• YOUR TASK
Report how many lines of the data contain the string "cloud", giving only the number.

• TASK MATERIAL

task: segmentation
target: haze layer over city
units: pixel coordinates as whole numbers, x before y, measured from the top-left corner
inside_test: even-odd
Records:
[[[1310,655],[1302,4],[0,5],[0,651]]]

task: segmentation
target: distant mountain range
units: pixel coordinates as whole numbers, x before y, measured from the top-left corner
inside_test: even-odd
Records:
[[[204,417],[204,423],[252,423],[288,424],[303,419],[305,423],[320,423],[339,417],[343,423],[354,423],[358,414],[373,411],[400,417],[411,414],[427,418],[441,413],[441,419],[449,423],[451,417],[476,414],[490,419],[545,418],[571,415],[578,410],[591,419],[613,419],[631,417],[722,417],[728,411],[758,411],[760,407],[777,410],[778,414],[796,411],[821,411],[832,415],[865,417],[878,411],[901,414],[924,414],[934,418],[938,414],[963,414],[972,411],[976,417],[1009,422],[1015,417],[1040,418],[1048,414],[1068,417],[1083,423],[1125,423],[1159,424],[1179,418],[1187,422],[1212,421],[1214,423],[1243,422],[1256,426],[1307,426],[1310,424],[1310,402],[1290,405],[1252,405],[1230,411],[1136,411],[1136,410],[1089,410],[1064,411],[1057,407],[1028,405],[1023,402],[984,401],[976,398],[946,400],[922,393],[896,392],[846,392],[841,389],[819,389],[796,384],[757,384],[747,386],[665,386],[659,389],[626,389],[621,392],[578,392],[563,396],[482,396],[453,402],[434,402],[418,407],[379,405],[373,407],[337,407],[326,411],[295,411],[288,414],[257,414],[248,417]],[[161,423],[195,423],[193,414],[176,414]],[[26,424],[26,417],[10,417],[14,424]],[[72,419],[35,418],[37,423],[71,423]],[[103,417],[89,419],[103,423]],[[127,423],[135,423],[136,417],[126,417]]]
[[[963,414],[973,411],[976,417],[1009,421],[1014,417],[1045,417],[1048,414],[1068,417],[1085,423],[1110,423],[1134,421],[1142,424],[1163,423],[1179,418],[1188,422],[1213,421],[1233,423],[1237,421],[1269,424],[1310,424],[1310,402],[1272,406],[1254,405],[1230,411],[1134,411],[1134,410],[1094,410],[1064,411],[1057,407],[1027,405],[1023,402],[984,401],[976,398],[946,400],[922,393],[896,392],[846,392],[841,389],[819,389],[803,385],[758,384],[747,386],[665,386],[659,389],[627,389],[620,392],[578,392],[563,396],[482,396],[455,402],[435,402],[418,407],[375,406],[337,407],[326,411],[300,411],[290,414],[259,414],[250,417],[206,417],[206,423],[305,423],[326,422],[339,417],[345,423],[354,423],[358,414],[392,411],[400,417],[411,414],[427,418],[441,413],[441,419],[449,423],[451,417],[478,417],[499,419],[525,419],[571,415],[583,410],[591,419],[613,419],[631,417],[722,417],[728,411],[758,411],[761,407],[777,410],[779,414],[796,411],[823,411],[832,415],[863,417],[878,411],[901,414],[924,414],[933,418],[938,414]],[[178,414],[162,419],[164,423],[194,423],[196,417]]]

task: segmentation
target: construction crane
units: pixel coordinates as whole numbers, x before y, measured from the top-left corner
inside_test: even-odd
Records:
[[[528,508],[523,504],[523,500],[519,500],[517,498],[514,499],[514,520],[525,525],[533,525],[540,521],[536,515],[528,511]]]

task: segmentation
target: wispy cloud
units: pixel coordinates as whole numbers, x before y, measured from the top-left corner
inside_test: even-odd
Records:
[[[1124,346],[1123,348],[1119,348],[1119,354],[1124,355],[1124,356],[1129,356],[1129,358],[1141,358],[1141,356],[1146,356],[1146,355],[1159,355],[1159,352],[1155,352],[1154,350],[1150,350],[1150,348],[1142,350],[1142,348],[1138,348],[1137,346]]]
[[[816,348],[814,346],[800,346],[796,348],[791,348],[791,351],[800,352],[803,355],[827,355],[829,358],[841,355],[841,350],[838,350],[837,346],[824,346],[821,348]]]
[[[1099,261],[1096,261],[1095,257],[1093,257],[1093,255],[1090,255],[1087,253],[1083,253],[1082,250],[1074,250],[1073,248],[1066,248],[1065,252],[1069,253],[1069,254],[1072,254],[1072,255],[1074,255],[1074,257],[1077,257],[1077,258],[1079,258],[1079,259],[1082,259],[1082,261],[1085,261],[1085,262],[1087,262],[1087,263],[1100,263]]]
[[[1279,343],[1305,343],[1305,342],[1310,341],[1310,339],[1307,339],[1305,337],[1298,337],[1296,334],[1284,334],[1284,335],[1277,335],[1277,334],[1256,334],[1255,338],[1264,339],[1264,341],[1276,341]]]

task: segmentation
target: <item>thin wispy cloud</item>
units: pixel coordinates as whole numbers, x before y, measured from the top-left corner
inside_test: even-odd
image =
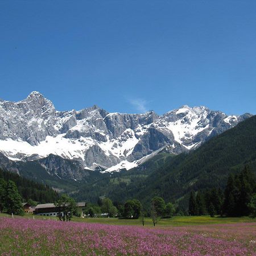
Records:
[[[147,101],[141,98],[135,98],[129,100],[129,102],[140,113],[147,112]]]

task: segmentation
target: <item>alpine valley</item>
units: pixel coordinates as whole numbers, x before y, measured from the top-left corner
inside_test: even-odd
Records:
[[[0,168],[79,193],[81,184],[150,172],[182,158],[251,116],[187,105],[162,115],[111,113],[97,106],[59,112],[33,92],[17,102],[0,101]],[[93,201],[104,196],[94,195]]]

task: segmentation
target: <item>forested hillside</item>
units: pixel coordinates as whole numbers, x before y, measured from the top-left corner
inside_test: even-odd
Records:
[[[54,202],[59,197],[58,193],[48,185],[28,180],[18,174],[0,169],[0,179],[7,182],[14,181],[23,200],[31,199],[40,203]]]

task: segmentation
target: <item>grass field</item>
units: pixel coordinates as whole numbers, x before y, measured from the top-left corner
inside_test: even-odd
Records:
[[[256,223],[245,217],[176,217],[155,228],[150,220],[144,227],[138,220],[73,220],[1,214],[0,255],[256,255]]]
[[[1,217],[11,216],[8,214],[0,213]],[[32,214],[25,214],[24,216],[15,216],[14,218],[33,218],[36,220],[52,220],[57,219],[53,217],[44,217]],[[138,220],[124,220],[117,218],[79,218],[73,216],[72,221],[85,222],[85,223],[99,223],[101,224],[109,225],[137,225],[142,226],[142,221],[141,219]],[[171,218],[160,219],[156,224],[157,226],[164,227],[168,226],[188,226],[197,225],[208,225],[208,224],[226,224],[232,223],[246,223],[255,222],[256,219],[253,219],[249,217],[214,217],[212,218],[209,216],[175,216]],[[144,225],[146,226],[153,226],[152,220],[150,218],[145,218],[144,220]]]

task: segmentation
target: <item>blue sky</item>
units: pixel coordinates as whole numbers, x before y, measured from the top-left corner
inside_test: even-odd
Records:
[[[255,0],[0,0],[0,98],[256,114]]]

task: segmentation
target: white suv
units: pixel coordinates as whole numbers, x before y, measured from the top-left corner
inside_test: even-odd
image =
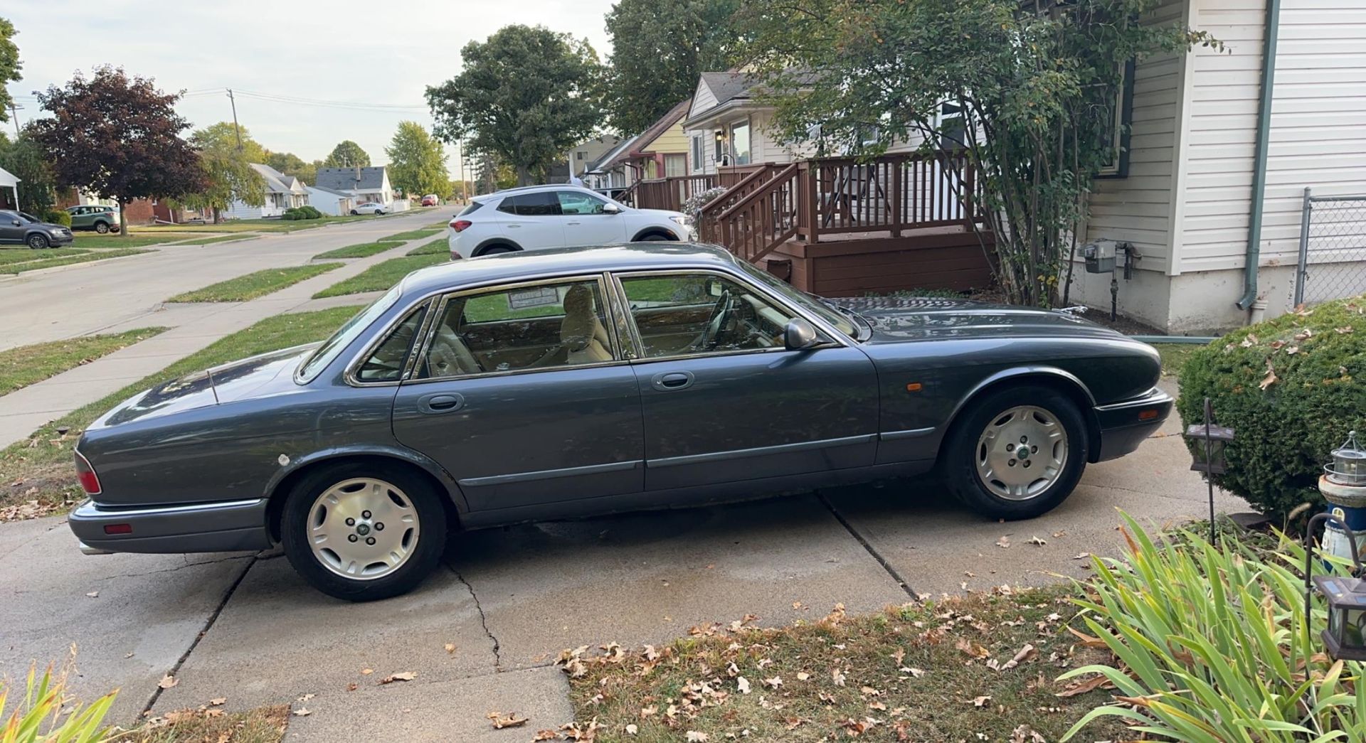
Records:
[[[475,197],[447,228],[451,260],[635,240],[688,240],[680,212],[634,209],[581,186],[527,186]]]

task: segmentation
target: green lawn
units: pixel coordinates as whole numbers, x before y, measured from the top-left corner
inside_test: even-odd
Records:
[[[429,243],[422,243],[421,246],[410,250],[408,255],[436,255],[438,253],[441,255],[451,254],[451,243],[448,243],[445,238],[437,238]]]
[[[15,261],[4,264],[0,261],[0,273],[23,273],[26,270],[37,270],[40,268],[53,268],[66,266],[71,264],[85,264],[89,261],[102,261],[105,258],[122,258],[124,255],[138,255],[141,253],[150,253],[149,250],[70,250],[63,253],[63,249],[57,250],[42,250],[31,251],[31,261]]]
[[[348,244],[346,247],[339,247],[336,250],[329,250],[326,253],[318,253],[314,260],[318,258],[365,258],[374,255],[376,253],[384,253],[385,250],[393,250],[399,247],[396,243],[359,243]]]
[[[408,273],[419,268],[444,264],[445,255],[404,255],[403,258],[389,258],[382,264],[376,264],[346,281],[333,284],[318,294],[314,299],[324,296],[342,296],[344,294],[361,294],[365,291],[382,291],[399,283]]]
[[[322,340],[332,335],[358,307],[333,307],[314,313],[279,314],[221,337],[204,350],[138,380],[79,410],[40,427],[27,440],[0,449],[0,520],[8,508],[23,509],[10,518],[41,516],[71,504],[81,486],[71,468],[71,447],[92,421],[133,395],[201,369],[247,358],[277,348]],[[67,433],[57,433],[66,429]],[[37,500],[36,508],[27,501]]]
[[[180,240],[176,244],[213,244],[213,243],[232,243],[238,240],[254,240],[261,235],[210,235],[208,238],[195,238],[193,240]]]
[[[141,328],[124,333],[81,336],[10,348],[0,354],[0,395],[41,382],[163,331],[165,328]]]
[[[326,273],[343,264],[306,264],[302,266],[268,268],[201,290],[178,294],[167,302],[246,302],[257,296],[277,292],[284,287],[298,284],[320,273]]]
[[[408,240],[421,240],[422,238],[430,238],[436,235],[440,229],[410,229],[407,232],[399,232],[396,235],[389,235],[388,238],[380,238],[387,243],[406,243]]]

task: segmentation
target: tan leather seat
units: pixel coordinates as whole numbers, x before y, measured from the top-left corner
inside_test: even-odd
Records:
[[[612,341],[593,309],[593,290],[587,284],[574,285],[564,292],[560,344],[568,350],[567,362],[571,365],[612,361]]]

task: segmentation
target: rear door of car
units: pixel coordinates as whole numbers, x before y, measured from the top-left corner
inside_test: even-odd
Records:
[[[564,220],[553,191],[508,194],[497,210],[503,234],[523,250],[564,247]]]
[[[571,355],[571,291],[590,295],[611,358]],[[449,471],[471,511],[638,494],[641,395],[607,296],[602,275],[583,275],[443,298],[395,396],[395,437]]]

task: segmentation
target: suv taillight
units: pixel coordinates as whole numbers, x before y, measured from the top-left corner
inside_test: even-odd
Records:
[[[100,494],[100,475],[94,474],[94,467],[90,466],[90,460],[75,452],[76,455],[76,479],[81,481],[81,489],[86,492],[87,496]]]

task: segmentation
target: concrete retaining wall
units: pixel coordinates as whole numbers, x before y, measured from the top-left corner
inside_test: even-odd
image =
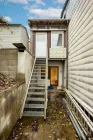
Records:
[[[25,93],[25,82],[0,93],[0,140],[7,140],[20,118]]]
[[[18,59],[17,49],[1,49],[0,50],[0,73],[16,79],[17,59]]]

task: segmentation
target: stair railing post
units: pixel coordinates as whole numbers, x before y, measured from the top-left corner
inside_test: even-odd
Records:
[[[34,64],[33,64],[32,71],[31,71],[30,78],[29,78],[29,82],[28,82],[28,85],[27,85],[27,90],[26,90],[26,94],[25,94],[25,98],[24,98],[24,102],[23,102],[23,106],[22,106],[20,118],[22,117],[22,113],[23,113],[23,111],[24,111],[25,101],[26,101],[26,98],[27,98],[27,93],[28,93],[30,81],[31,81],[31,78],[32,78],[32,73],[33,73],[33,70],[34,70],[35,62],[36,62],[36,58],[34,59]]]

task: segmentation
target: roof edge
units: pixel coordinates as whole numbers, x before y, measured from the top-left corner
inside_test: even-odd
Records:
[[[64,13],[64,11],[65,11],[65,9],[66,9],[66,7],[67,7],[68,2],[69,2],[69,0],[66,0],[66,1],[65,1],[65,4],[64,4],[63,10],[62,10],[62,12],[61,12],[61,17],[60,17],[60,18],[62,18],[63,13]]]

• ANSWER TO THE EXERCISE
2